Print the line that contains "Where can the white ceramic" and every line that follows it in the data below, ending with the final line; include nothing else.

= Beginning of Section =

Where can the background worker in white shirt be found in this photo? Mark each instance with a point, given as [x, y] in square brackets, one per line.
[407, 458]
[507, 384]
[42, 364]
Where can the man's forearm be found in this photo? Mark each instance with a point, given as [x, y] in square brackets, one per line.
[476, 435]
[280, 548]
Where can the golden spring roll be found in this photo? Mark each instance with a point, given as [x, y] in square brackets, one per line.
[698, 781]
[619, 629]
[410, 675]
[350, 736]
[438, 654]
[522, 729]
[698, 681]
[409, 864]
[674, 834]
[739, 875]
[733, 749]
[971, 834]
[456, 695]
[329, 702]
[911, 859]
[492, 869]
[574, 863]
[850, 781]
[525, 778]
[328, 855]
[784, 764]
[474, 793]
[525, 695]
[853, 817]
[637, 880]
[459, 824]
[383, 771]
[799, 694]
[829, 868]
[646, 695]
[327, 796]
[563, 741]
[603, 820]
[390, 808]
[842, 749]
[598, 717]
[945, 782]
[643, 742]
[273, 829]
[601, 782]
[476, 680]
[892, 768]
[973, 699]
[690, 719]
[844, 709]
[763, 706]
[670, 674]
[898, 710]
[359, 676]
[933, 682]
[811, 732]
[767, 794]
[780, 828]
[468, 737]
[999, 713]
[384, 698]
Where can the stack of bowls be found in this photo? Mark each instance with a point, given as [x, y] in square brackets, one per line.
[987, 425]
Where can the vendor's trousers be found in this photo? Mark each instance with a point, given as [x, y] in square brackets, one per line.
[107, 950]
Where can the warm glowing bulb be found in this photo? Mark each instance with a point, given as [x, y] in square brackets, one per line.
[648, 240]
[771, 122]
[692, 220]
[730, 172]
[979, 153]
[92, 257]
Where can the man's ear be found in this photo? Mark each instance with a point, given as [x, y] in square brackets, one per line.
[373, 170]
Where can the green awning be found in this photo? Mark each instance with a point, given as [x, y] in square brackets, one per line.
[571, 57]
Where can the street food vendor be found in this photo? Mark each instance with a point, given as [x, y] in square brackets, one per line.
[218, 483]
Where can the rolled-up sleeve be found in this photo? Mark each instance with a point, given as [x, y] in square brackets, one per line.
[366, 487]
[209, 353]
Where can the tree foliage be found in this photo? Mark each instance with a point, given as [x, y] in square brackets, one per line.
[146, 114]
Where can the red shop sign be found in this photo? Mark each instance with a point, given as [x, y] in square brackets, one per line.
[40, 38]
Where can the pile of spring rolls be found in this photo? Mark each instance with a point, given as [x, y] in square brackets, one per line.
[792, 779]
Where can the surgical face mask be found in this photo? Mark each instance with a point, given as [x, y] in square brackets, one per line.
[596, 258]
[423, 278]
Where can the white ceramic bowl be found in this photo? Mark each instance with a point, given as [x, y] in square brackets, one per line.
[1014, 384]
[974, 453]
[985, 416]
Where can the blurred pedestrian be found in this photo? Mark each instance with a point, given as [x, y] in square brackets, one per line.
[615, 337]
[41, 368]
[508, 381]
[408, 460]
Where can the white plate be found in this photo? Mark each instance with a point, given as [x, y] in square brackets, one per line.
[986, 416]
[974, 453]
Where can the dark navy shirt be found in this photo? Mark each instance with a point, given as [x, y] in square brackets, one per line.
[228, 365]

= End of Section =

### RESPONSE BELOW
Where can the white ceramic bowl be found in this photo? Mark each instance with a point, given as [x, y] in square brackets, one per line.
[1014, 384]
[974, 453]
[985, 416]
Where can the blurred pedestrian be found in this photo? Mark each instance with a point, given as [x, y] in square brackets, one per line.
[615, 337]
[41, 368]
[508, 381]
[408, 460]
Where can the white plate be found in this photo? Mark each instance with a point, given as [x, y] in square brackets, one per line.
[986, 416]
[974, 453]
Where can the dark navy shirt be found in this photo? Mark each instance with a point, given as [x, y] in square brackets, one per line.
[228, 365]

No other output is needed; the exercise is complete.